**REQUIRED ACTION 1**
Decide whether each statement agrees with the article about a teacher's Facebook post below: (a) Sonya McNally taught Information Technology; (b) her message named individual pupils; (c) she was reported by a parent. Answer yes or no for each and quote the words of the article that decide it.
**REQUIRED ACTION 2**
In the article about a teacher's Facebook post below, at which school was Sonya McNally working when she was suspended?

Monday, April 4, 2011

One click to disaster: Ever moaned about work on Facebook? Or joked about your boss? It could end in a P45...

When teacher Sonya McNally posted a throwaway comment about her rowdy 12-year-old pupils on Facebook, little did she realise it would come back to haunt her.
The message, tapped out in reply to a colleague’s niggle about children at her school, seemed innocuous enough: ‘By the way, [class] 8G1 are just as bad as 8G2. LOL (laugh out loud)’ she joked sympathetically.
Within a few weeks, however, 37-year-old Sonya’s world had been turned upside down. Suspended from her job at Humberston Comprehensive School after another member of staff reported her, it sparked a chain of events that culminated in the Information Technology teacher, from Grimsby, Lincs, being sacked from the job she loved.
Sacked: Sonya's bosses failed to see the funny side when she commented on the behaviour of her pupils on Facebook
Sacked: Sonya's bosses failed to see the funny side when she commented on the behaviour of her pupils on Facebook
‘When I wrote that message, I thought nothing of it,’ she says. ‘There was no mention of the school anywhere on my account and I didn’t name any pupils. The only people who could see it were my family, friends and colleagues from the school. The teacher who reported me was a friend on Facebook.

**DATA UNDER STUDY**
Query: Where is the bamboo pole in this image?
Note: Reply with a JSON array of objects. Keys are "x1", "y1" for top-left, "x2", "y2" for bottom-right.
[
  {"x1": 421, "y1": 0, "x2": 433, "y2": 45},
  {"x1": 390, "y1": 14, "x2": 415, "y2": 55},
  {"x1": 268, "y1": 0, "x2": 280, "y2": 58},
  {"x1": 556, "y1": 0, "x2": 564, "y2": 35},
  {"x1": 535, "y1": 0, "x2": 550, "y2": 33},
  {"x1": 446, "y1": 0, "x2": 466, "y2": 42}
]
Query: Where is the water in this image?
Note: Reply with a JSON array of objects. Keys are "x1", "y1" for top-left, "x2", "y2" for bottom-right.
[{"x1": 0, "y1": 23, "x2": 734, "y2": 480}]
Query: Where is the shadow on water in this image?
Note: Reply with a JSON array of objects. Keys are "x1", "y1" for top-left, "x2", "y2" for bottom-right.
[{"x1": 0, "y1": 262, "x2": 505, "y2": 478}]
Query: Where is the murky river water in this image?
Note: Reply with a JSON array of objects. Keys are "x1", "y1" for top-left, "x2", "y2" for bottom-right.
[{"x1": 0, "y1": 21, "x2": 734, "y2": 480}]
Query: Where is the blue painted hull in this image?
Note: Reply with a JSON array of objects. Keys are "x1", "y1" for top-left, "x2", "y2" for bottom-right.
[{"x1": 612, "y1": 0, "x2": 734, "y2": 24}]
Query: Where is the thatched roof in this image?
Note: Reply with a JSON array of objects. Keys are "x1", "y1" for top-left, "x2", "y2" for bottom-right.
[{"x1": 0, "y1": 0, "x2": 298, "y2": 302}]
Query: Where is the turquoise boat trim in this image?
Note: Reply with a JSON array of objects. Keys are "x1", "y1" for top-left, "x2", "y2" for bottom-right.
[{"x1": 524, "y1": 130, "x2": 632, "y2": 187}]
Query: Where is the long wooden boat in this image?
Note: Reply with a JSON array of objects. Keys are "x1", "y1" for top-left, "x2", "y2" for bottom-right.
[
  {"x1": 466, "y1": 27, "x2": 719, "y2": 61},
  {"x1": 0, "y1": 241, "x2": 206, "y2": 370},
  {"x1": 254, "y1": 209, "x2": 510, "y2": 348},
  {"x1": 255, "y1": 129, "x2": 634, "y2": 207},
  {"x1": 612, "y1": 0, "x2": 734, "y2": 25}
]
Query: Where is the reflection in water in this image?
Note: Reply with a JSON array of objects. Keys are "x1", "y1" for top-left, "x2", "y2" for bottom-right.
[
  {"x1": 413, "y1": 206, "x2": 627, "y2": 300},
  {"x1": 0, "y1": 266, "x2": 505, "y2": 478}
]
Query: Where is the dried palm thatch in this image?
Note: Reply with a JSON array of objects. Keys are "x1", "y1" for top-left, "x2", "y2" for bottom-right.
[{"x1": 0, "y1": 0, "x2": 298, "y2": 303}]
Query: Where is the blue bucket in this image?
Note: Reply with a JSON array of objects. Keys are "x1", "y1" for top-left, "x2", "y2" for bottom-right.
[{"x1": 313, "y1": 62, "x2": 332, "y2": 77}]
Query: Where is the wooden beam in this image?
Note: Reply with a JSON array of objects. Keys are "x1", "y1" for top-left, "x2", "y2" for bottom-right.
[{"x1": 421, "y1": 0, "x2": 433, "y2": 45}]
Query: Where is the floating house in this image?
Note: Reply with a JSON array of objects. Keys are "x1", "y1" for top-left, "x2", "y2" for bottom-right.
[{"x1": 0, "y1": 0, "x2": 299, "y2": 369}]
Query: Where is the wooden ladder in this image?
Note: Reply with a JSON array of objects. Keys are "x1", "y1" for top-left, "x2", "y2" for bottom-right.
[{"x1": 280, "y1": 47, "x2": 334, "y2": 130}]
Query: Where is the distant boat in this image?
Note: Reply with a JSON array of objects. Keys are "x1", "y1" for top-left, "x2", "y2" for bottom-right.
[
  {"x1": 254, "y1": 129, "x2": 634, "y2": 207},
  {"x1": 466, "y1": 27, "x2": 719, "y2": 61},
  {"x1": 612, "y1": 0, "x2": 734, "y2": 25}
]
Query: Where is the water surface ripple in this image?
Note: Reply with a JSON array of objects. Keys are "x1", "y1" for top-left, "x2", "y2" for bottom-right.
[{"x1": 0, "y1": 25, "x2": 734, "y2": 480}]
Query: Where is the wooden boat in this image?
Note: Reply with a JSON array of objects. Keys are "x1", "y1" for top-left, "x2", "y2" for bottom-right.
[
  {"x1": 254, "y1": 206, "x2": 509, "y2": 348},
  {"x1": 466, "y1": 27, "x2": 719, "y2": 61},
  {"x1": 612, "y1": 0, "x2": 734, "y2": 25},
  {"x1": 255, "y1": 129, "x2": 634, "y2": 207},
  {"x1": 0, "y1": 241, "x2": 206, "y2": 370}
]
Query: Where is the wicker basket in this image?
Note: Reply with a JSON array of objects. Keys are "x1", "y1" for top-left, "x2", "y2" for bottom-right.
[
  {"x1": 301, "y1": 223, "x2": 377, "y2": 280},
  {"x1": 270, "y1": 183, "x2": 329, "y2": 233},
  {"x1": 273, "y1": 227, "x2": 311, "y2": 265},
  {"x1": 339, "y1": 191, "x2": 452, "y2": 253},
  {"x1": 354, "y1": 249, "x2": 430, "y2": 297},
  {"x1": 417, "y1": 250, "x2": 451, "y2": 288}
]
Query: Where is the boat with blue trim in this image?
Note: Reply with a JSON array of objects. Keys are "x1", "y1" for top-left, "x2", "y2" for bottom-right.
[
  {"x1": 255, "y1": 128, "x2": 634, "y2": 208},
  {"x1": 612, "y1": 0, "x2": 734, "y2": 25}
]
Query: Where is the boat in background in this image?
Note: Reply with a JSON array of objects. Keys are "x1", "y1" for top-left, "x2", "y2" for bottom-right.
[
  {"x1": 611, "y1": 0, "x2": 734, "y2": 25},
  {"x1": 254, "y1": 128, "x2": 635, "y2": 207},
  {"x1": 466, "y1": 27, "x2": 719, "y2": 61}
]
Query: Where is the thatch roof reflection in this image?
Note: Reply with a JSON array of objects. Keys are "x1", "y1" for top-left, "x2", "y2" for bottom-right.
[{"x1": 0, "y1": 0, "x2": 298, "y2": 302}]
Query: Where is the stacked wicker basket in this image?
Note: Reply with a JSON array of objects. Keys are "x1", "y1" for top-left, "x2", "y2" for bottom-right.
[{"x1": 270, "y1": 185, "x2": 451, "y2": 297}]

**TASK RESPONSE 1**
(a) Yes: "the Information Technology teacher, from Grimsby, Lincs"
(b) No: "I didn’t name any pupils"
(c) No: "after another member of staff reported her"

**TASK RESPONSE 2**
Humberston Comprehensive School.